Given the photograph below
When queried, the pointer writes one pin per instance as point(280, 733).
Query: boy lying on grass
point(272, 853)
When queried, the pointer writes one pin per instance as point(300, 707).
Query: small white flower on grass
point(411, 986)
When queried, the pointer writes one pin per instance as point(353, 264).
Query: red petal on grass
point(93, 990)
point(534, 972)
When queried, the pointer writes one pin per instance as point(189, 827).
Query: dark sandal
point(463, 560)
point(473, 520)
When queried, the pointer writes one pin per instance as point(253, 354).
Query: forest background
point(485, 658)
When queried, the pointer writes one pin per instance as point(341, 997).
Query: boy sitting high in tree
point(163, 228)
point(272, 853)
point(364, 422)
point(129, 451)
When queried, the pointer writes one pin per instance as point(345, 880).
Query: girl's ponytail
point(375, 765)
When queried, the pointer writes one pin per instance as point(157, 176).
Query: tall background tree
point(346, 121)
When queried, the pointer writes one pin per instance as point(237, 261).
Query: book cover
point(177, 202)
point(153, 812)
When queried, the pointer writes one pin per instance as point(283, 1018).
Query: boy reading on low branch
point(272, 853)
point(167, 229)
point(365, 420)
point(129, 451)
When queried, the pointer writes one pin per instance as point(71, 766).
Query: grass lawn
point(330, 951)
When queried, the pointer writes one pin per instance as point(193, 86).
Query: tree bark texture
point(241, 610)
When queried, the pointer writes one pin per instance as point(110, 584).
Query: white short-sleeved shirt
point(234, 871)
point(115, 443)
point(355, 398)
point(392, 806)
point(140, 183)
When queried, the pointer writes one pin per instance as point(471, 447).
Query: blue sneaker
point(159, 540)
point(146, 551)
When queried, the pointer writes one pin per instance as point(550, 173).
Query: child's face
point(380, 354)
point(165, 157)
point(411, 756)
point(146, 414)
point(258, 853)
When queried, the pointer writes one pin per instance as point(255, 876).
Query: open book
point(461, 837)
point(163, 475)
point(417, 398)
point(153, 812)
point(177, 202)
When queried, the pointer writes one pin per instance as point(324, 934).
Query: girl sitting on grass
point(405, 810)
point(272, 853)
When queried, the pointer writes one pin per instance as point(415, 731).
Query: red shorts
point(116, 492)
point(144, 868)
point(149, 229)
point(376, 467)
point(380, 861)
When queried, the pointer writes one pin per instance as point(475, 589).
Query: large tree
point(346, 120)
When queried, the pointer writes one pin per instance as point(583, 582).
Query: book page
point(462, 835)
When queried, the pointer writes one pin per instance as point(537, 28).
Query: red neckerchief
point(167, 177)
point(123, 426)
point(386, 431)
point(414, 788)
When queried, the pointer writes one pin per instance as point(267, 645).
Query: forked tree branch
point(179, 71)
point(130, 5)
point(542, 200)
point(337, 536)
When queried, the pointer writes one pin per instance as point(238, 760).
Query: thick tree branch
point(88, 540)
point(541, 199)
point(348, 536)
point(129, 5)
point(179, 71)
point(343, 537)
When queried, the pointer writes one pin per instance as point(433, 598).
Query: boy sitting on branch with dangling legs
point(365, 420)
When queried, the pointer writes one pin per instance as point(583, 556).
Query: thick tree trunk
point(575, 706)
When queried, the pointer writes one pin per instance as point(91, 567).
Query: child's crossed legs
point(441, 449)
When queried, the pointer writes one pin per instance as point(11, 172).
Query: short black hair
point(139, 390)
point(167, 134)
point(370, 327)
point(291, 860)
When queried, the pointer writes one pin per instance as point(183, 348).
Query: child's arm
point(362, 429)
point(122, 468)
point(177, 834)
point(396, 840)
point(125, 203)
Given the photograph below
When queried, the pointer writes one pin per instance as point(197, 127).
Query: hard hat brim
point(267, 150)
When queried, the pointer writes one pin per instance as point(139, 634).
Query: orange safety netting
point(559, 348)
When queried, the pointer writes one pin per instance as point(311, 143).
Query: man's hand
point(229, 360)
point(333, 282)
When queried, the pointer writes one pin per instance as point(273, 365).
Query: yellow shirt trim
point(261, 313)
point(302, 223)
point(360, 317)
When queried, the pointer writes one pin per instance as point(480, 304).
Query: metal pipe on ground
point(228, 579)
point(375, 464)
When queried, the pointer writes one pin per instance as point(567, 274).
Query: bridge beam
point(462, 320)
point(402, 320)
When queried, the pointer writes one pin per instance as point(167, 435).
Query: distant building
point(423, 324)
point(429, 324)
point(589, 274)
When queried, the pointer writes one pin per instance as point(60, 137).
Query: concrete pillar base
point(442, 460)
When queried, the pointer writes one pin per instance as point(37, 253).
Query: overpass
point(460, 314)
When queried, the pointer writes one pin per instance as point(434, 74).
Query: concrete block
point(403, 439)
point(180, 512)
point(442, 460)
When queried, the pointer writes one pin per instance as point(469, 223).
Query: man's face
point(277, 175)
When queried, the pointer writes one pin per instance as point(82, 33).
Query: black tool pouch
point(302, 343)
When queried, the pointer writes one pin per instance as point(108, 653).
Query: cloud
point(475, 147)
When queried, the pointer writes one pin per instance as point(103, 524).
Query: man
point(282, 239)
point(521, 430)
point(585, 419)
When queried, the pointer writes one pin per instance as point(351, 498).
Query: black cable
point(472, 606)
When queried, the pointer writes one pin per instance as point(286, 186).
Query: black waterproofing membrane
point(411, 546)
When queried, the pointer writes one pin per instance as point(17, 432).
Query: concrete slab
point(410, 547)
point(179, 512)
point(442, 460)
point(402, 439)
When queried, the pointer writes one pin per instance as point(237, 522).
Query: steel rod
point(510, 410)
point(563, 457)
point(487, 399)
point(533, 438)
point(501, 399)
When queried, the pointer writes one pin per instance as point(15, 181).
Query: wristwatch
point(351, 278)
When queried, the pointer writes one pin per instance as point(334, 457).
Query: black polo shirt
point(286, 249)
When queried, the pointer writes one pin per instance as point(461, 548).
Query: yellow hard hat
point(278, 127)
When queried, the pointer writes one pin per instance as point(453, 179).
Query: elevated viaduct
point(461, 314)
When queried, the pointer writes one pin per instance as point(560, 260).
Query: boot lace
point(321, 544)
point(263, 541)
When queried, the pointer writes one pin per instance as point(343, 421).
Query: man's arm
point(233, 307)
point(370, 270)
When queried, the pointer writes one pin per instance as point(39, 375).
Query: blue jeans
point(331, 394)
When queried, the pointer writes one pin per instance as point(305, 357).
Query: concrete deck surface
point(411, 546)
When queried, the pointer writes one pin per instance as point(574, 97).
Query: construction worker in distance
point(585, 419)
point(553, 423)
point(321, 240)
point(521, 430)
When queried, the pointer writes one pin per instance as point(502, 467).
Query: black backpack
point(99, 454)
·····
§ Exercise details: The required output is the stretch of entries above from the line containing "as point(583, 556)." through the line containing "as point(11, 172).", reproduced exactly.

§ Response to this exercise:
When queried, the pointer writes one pin per instance as point(583, 556).
Query: thick tree trunk
point(575, 706)
When queried, the pointer writes one pin per instance as point(91, 567).
Query: child's crossed legs
point(441, 449)
When queried, the pointer writes one pin per instance as point(11, 172).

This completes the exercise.